**SOURCE EXCERPT:**
Begin
Oracle does not spawn additional parallel execution server processes to accommodate GV$ queries if you have set PARALLEL_MAX_SERVERS to zero for an instance.

If the number of parallel execution processes on an instance reaches the value set for PARALLEL_MAX_SERVERS and you issue multiple GV$ queries, then all queries except for the first query will fail. In most parallel queries, if a process could not be allocated, then it would result in either an error or in a sequential execution of the query by the query coordinator.

See Also:

"Flexible Parallelism within Real Application Clusters Environments"
Oracle9i Database Reference for restrictions on GV$ views and complete descriptions of related parameters and views

Creating Real Application Clusters Data Dictionary Views with CATCLUST.SQL

If you did not create your Real Application Clusters database with the Database Configuration Assistant (DBCA), then run the CATCLUST.SQL script to create Real Application Clusters-related views and tables. You must have SYSDBA privileges to run this script.

See Also:

Oracle9i Database Reference for more information on dynamic performance views

Real Application Clusters Performance Statistics

This section provides an overview of statistics from V$ and GV$ views that you can use to evaluate block traffic in your cluster. Use these statistics to analyze interconnect block transfer rates as well as the overall performance of your Real Application Clusters database. This section includes the following topics:

The Content of Real Application Clusters Statistics

Real Application Clusters-specific statistics appear as message request counters or as timed statistics. Message request counters include statistics showing the number of certain types of block mode conversions. Timed statistics reveal the total or average time waited for read and write I/O for particular types of operations.

Many statistics measure the work done by different components of the database kernel, such as the cache layer, the transaction layer, or the I/O layer. For example, timed statistics reveal the amount of time spent processing certain requests and the amount of time waited for specific events. Oracle records most statistics in each instance's System Global Area (SGA).

Recording Statistics

Oracle Corporation recommends that you record statistics about the rates at which certain events occur. Maintaining a history of system performance identifies trends as these statistics change. Performance trends also highlight problems that contribute to increased response times and reduced throughput. They also help identify processing requirements changes during peak capacity periods.

Oracle collects Cache Fusion-related performance statistics from the buffer cache and Global Cache Service (GCS) layers. The statistics that Oracle collects describe general Real Application Clusters performance statistics as well as statistics for block requests and block mode conversion waits.

Oracle records object level statistics by default, that is, Oracle sets the STATISTICS_LEVEL parameter to typical. To also record timed statistics, set the TIMED_STATISTICS parameter to true. Oracle records statistics in hundredths of seconds.

In addition to performance trends revealed by object level and timed statistics, also examine statistics that reveal information about specific transactions within your Real Application Clusters environment. Do this with utilities such as Oracle9i Statspack as described in the next section.

Note:

Set TIMED_STATISTICS to false if you are not actively collecting statistics to avoid the performance overhead associated with statistics collection.
End
**PROBLEM A:**
Please quote the Real Application Clusters excerpt word for word, starting at "Oracle does not" and ending after "for an instance.".
**PROBLEM B:**
Write the next part of the Real Application Clusters excerpt, picking up after its final sentence.
The items that follow come from a separate source.

**INFORMATION GIVEN:**
Begin
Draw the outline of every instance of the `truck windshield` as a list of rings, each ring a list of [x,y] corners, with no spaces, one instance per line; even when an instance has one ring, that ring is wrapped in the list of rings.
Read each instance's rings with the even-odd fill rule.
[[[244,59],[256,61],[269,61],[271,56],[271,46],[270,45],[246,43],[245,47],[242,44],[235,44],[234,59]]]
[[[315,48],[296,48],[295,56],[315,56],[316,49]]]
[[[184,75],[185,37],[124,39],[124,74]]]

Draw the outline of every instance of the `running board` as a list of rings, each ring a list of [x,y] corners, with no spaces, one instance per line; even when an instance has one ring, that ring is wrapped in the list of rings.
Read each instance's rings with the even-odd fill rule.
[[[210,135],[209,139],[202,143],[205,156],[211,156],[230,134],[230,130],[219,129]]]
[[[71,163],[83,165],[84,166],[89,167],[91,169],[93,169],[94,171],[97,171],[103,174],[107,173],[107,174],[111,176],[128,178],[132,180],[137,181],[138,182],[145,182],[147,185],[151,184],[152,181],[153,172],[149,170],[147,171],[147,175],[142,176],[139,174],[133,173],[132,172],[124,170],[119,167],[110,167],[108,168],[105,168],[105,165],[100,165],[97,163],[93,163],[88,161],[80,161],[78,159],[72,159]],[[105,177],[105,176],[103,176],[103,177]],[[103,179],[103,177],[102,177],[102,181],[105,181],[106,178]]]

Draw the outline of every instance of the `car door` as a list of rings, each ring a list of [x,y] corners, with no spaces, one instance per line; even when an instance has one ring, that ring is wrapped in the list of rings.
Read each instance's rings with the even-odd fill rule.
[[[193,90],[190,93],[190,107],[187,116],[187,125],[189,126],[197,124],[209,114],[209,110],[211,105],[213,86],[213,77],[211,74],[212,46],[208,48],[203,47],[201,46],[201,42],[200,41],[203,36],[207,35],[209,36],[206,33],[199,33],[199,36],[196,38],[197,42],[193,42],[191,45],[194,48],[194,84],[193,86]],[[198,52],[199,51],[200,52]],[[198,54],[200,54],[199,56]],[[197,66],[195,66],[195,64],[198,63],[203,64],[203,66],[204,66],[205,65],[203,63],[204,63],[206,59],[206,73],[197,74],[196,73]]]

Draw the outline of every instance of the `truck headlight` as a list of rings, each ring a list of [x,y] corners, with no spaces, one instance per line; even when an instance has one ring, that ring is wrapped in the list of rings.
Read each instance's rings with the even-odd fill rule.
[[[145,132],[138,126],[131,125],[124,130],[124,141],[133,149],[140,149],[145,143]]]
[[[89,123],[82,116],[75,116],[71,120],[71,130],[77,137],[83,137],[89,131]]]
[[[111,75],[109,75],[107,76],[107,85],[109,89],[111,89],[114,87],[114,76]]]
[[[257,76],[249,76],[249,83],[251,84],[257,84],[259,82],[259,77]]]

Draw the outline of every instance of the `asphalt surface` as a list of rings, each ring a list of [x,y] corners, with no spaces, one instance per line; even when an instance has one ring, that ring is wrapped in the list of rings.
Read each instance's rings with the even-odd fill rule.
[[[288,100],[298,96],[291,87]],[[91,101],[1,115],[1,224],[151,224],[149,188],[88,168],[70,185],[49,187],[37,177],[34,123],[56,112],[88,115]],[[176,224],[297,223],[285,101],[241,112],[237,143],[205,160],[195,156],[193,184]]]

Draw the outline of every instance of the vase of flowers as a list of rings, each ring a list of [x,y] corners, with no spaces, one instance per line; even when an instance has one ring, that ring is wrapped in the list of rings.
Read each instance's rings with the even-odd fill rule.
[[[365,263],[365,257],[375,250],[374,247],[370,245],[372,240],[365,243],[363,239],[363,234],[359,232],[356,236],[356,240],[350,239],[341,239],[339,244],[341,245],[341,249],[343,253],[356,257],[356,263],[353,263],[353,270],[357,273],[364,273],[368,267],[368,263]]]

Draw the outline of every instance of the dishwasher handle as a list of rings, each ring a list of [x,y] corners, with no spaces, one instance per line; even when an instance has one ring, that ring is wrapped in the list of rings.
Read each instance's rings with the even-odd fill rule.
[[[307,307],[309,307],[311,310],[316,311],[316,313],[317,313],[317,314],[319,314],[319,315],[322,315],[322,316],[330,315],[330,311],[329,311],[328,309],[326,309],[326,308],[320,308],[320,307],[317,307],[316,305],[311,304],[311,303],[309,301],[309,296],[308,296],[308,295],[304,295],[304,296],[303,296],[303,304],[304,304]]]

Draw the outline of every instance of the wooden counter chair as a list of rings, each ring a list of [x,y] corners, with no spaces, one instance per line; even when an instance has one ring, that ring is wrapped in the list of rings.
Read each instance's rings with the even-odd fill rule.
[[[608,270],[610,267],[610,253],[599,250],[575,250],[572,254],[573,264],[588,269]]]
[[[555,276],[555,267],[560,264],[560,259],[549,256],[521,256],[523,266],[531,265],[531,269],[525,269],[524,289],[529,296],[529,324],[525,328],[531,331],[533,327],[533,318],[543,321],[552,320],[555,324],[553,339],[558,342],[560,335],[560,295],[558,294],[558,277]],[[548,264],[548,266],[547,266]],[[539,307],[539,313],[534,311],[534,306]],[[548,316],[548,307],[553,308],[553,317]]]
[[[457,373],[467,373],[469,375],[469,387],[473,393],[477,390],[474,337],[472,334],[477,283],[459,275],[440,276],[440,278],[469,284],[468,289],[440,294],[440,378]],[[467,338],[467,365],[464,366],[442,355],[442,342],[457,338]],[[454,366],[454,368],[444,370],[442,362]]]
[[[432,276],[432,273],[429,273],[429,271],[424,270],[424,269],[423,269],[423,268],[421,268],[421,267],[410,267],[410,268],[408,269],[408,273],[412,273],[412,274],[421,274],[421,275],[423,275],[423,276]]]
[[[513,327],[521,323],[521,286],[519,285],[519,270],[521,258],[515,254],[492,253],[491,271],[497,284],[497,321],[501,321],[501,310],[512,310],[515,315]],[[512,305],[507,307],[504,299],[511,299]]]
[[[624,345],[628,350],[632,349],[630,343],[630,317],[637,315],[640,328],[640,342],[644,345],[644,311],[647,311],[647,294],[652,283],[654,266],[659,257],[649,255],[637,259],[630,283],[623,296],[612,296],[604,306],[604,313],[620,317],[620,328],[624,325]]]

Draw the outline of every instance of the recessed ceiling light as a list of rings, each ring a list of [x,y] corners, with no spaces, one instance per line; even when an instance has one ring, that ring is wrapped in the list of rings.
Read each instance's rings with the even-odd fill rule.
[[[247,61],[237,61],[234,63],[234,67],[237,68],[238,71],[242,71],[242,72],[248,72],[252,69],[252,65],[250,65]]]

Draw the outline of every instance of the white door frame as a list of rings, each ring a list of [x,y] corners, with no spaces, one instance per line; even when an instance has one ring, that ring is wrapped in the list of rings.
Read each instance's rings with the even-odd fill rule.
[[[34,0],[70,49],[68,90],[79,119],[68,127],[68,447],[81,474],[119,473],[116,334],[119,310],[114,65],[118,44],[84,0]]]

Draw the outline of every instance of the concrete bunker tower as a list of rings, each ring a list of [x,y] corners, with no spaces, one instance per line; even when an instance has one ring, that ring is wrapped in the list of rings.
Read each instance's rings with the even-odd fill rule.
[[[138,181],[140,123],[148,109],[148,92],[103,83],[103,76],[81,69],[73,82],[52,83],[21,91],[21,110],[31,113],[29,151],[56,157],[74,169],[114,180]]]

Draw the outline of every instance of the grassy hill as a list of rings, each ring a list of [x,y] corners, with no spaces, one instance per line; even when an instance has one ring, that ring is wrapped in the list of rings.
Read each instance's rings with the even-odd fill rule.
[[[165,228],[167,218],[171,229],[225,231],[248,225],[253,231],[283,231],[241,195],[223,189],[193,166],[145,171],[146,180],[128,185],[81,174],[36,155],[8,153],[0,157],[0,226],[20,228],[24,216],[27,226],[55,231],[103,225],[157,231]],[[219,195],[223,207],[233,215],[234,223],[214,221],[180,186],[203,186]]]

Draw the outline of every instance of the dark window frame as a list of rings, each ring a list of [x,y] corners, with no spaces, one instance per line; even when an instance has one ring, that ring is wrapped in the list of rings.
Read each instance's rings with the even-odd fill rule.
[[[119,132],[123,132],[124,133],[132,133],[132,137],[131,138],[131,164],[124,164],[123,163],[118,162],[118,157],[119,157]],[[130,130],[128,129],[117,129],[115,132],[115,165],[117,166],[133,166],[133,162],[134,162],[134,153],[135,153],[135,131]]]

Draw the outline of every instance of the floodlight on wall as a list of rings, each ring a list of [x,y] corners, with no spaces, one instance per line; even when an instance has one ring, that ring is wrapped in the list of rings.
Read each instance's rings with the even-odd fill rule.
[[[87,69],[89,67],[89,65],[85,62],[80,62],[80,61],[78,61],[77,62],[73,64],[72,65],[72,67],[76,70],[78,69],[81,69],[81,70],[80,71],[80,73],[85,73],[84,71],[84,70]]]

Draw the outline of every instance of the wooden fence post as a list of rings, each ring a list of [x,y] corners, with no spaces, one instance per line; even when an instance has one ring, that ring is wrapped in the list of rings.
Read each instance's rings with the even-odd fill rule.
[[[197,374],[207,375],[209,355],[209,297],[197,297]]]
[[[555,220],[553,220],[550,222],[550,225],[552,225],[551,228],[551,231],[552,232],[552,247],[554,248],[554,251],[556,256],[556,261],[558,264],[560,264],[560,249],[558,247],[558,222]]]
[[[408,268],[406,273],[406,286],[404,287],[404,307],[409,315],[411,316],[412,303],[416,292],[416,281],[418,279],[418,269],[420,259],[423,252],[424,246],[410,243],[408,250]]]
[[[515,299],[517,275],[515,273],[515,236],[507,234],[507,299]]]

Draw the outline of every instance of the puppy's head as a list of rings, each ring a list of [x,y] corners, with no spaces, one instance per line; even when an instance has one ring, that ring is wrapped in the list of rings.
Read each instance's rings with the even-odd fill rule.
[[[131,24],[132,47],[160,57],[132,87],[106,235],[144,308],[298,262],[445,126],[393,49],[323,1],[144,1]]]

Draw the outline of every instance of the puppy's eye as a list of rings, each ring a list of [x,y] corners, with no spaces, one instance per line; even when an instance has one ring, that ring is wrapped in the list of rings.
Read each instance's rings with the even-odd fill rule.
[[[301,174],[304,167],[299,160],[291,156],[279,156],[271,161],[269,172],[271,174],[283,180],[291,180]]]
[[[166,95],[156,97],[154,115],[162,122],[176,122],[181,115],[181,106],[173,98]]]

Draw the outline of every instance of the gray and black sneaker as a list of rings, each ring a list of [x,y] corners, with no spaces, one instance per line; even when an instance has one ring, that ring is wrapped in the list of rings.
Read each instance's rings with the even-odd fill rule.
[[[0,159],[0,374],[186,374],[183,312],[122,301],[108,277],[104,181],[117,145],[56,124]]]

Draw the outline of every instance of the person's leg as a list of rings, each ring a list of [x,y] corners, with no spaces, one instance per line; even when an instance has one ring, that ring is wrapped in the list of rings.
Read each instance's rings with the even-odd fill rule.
End
**RESPONSE A:**
Oracle does not spawn additional parallel execution server processes to accommodate GV$ queries if you have set PARALLEL_MAX_SERVERS to zero for an instance.

**RESPONSE B:**
See Also:

Oracle9i Performance Methods for more information about using the DBA_OBJECT_STATS, V$OBJ_STAT, and V$OBJ_STAT_NAME views

Using Statspack and Statistics to Monitor Real Application Clusters Performance

The remainder of this chapter explains how to use Statspack in Real Application Clusters and how to analyze its statistics to assess performance trends as described under the following headings:

Using Statspack in Real Application Clusters

You can use Statspack for Real Application Clusters just as you would for single-instance Oracle databases. Statspack displays statistics that show performance trends over a period of time. It uses the following pages to display Real Application Clusters performance information:

Cluster Statistics Page
GES Statistics Page

Monitor the following statistics on these pages:

Global Cache Service (GCS) statistics that reveal workload characteristics
Global Enqueue Service (GES) statistics
GCS and GES Messaging statistics

Most statistics such as counts, elapsed times, and wait times, are computed by Statspack. These statistics characterize the application workloads and profiles. Oracle computes these statistics in the following ways:

Per transaction, for example, global cache current blocks received per transaction
As a rate, for example, global cache current blocks received per second
As a ratio, for example, cache hit ratio, parsed CPU per elapsed CPU

The first page of Statspack displays most of the load and profile data and the average Global Cache Service times per request, such as the time required to receive a current block. Statspack also displays the top wait events and their proportion to the total wait time. These statistics indicate the overhead associated with specific requests.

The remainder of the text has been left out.